**** Materials provided

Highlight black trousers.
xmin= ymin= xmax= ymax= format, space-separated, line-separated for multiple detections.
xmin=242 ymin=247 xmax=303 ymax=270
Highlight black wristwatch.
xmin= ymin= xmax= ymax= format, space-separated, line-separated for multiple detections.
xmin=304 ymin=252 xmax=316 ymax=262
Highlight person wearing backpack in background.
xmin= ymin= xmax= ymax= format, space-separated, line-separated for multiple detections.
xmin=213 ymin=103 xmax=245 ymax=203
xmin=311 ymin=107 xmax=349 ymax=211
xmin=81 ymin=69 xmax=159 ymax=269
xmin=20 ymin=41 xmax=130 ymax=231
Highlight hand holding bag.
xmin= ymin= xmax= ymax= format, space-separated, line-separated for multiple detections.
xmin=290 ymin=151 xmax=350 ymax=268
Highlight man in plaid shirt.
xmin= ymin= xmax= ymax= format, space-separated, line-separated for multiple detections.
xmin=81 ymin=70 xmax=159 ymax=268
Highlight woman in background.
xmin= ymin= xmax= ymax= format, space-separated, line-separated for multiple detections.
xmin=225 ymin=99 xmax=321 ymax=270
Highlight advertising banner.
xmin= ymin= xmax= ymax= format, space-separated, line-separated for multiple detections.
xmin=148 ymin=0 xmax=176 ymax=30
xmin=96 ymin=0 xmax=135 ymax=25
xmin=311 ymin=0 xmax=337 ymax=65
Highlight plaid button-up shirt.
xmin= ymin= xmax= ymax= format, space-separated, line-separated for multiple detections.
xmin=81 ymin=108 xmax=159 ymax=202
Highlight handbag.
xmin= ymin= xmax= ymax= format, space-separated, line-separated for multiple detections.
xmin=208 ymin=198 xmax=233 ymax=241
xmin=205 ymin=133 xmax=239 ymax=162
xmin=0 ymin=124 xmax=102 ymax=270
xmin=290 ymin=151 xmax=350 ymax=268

********

Return all of the data above word for word, keeping every line the same.

Written solution -
Highlight black trousers.
xmin= ymin= xmax= ymax= format, space-separated, line-separated for multiple detections.
xmin=242 ymin=247 xmax=303 ymax=270
Highlight black wristwatch.
xmin= ymin= xmax= ymax= format, space-separated, line-separated for multiple detections.
xmin=304 ymin=252 xmax=316 ymax=262
Highlight person wearing backpack in background.
xmin= ymin= xmax= ymax= format, space-separated, line-separated for multiple detections.
xmin=213 ymin=103 xmax=245 ymax=203
xmin=311 ymin=107 xmax=349 ymax=211
xmin=81 ymin=69 xmax=159 ymax=269
xmin=20 ymin=41 xmax=130 ymax=231
Highlight hand holding bag.
xmin= ymin= xmax= ymax= format, space-separated, line-separated for multiple detections.
xmin=290 ymin=151 xmax=350 ymax=268
Highlight man in plaid shirt.
xmin= ymin= xmax= ymax= format, space-separated, line-separated for multiple detections.
xmin=81 ymin=70 xmax=159 ymax=268
Highlight woman in background.
xmin= ymin= xmax= ymax= format, space-separated, line-separated for multiple detections.
xmin=225 ymin=99 xmax=321 ymax=270
Highlight advertising banner.
xmin= ymin= xmax= ymax= format, space-separated, line-separated for multiple detections.
xmin=148 ymin=0 xmax=176 ymax=30
xmin=96 ymin=0 xmax=135 ymax=25
xmin=311 ymin=0 xmax=337 ymax=65
Highlight plaid button-up shirt.
xmin= ymin= xmax= ymax= format, space-separated, line-separated for multiple detections.
xmin=81 ymin=108 xmax=159 ymax=202
Highlight handbag.
xmin= ymin= xmax= ymax= format, space-separated, line-separated for multiple detections.
xmin=208 ymin=198 xmax=233 ymax=241
xmin=205 ymin=133 xmax=239 ymax=162
xmin=0 ymin=124 xmax=102 ymax=270
xmin=290 ymin=151 xmax=350 ymax=268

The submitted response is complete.